#### THE DATA:
====================

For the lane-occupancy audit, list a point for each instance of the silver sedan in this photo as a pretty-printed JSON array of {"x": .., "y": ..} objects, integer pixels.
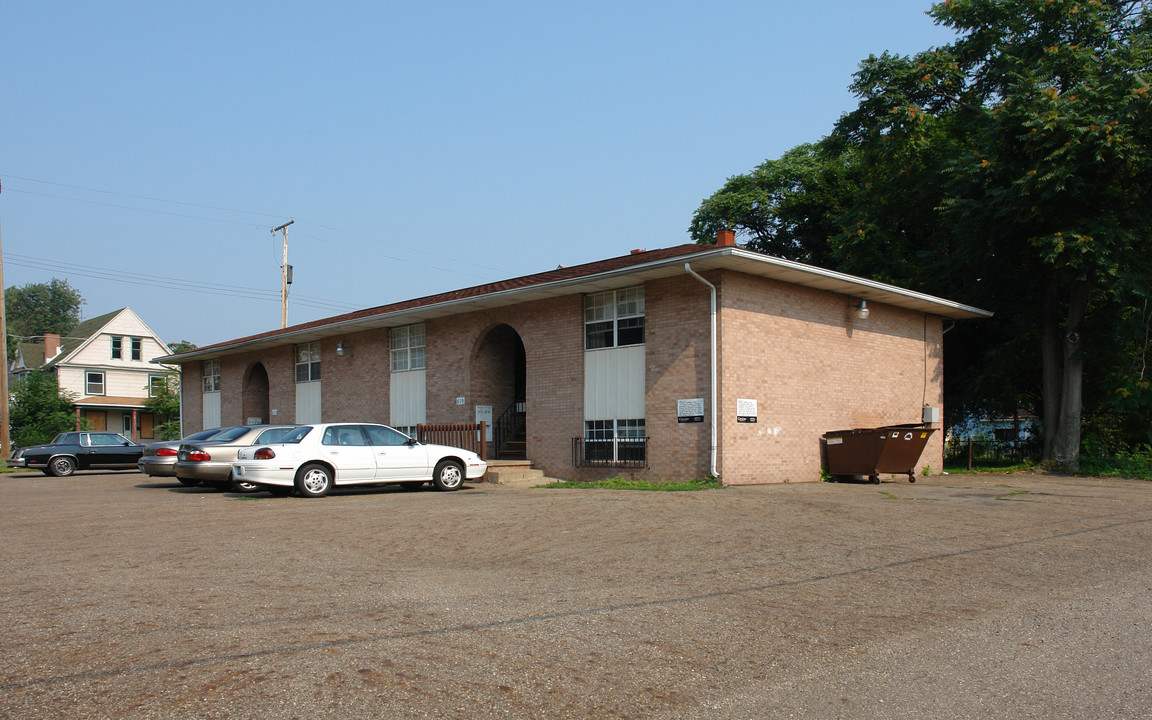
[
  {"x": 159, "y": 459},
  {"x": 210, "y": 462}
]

====================

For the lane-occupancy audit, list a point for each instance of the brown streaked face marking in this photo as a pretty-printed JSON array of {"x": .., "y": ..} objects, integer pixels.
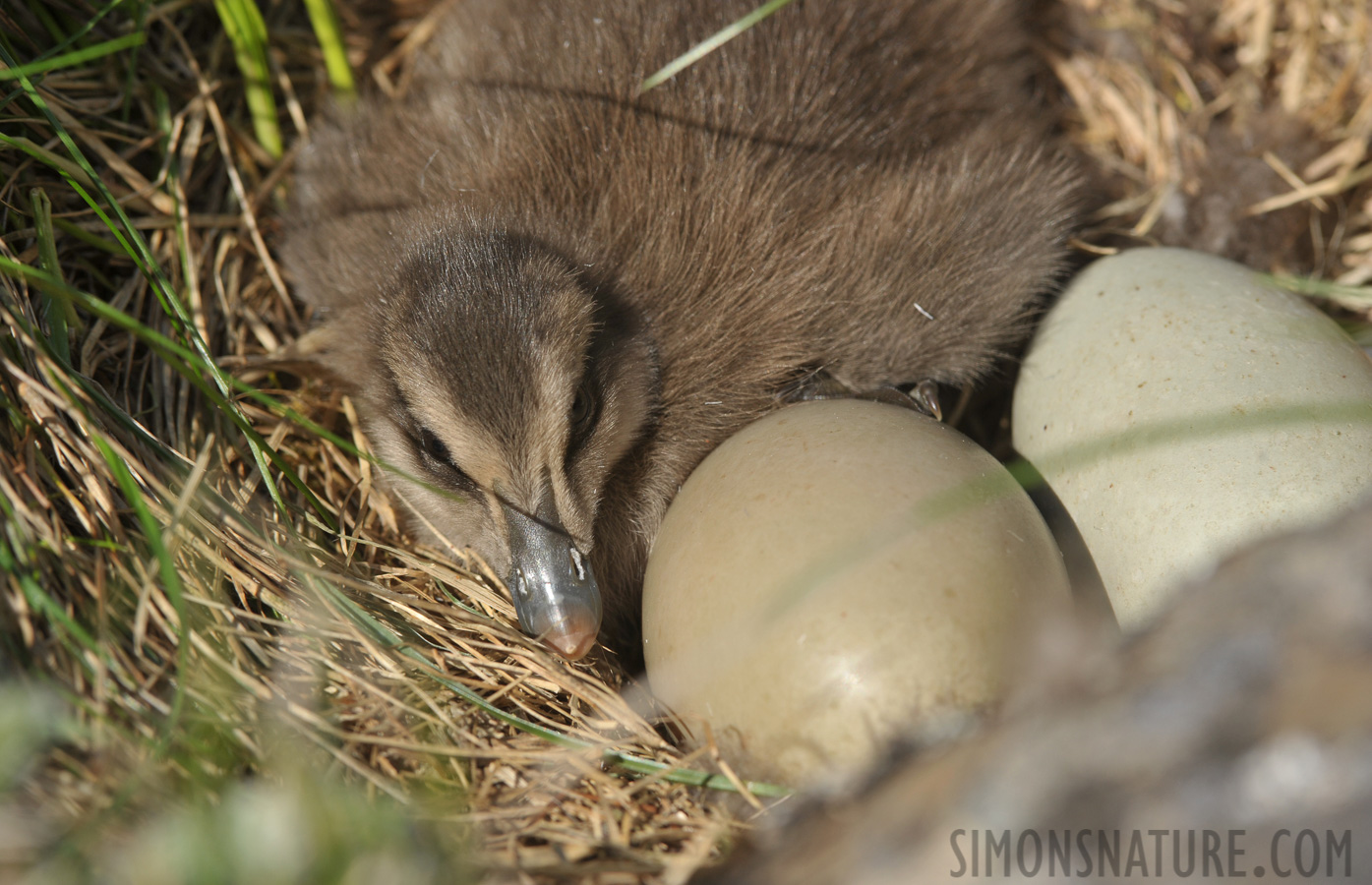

====================

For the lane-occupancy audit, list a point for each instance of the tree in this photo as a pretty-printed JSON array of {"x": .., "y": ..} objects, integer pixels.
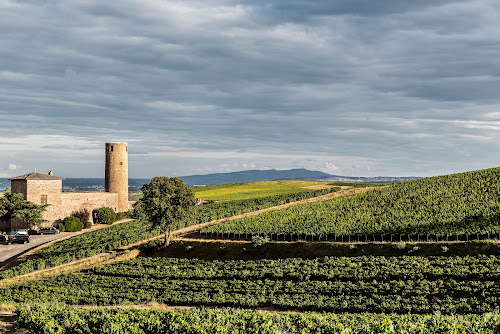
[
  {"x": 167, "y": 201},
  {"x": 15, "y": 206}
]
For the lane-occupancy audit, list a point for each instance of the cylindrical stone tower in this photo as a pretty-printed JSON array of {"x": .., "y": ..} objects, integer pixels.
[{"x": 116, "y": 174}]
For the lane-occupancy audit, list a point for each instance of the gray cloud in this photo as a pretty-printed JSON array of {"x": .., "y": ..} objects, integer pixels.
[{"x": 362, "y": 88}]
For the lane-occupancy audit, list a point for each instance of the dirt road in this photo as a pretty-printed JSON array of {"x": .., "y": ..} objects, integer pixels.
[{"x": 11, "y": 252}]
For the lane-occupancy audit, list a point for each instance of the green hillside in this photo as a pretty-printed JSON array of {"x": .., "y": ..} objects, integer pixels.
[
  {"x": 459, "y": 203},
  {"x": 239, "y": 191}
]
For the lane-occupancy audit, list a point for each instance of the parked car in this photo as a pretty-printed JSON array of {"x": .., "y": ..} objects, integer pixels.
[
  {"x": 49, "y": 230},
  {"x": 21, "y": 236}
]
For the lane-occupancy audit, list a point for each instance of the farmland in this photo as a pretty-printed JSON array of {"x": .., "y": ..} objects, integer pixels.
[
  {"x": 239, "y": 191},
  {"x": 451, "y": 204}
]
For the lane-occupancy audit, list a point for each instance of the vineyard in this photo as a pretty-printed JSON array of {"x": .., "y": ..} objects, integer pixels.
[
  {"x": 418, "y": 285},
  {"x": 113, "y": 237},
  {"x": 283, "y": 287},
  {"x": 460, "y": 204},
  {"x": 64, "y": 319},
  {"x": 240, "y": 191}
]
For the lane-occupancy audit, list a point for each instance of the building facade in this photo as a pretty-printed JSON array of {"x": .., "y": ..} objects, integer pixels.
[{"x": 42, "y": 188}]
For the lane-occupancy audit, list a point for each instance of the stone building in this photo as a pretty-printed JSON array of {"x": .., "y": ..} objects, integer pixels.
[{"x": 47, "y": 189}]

====================

#### WHAT YOU NEED TO DO:
Collect each line of the data above that contains the string "array".

#### TASK RESPONSE:
For the lane-occupancy audit, list a point for each instance of the silver sedan in this photo as a pretty-printed JSON array of {"x": .., "y": ..} objects, integer pixels.
For the lane-occupancy audit, list a point for each instance of the brown streaked face marking in this photo as a pretty-printed JSON array of {"x": .., "y": ..} objects, integer pixels.
For the lane-occupancy audit, list a point for each instance of the tree in this photo as a pretty-printed JSON array of {"x": .., "y": ..} objects, integer pixels.
For the lane-occupancy audit, list a point for each instance of the cylindrical stone tower in this photo as a pretty-printed JSON array of {"x": .., "y": ..} objects, integer pixels.
For the lane-occupancy audit, list a point for each instance of the gray cloud in this photo as a pretty-printed JSON array of {"x": .., "y": ..} objects, integer pixels.
For the lane-occupancy audit, list a point for each instance of the dirt road in this photo as a pretty-printed JSON array of {"x": .., "y": ..} objects, integer pixels.
For the lane-occupancy audit, list a point for each instance of the green hillside in this photo as a pretty-printed JSON array of {"x": .., "y": ..} objects, integer pixels.
For the lane-occupancy audit, list a point for each instance of the parked car in this photo as a pretty-printed JSON array of {"x": .., "y": ..} objects, integer pixels.
For the lane-occupancy audit, list a point for each instance of the farmland in this photo as a pretty-printed JSON array of {"x": .., "y": ..} objects, integer pixels.
For the lane-occupancy audit, list a point for each instance of the vineyard in this photo as a pretty-printed JSON array of {"x": .., "y": ..} objects, integer pixels.
For the lane-occupancy audit, list a point for each instance of the building facade in this photo as a pretty-printed JSON array of {"x": .., "y": ..} objects, integer pixels.
For the lane-occupancy audit, list a point for each instance of the stone building in this photo as a pretty-printed JSON array of {"x": .., "y": ..} objects, integer pixels.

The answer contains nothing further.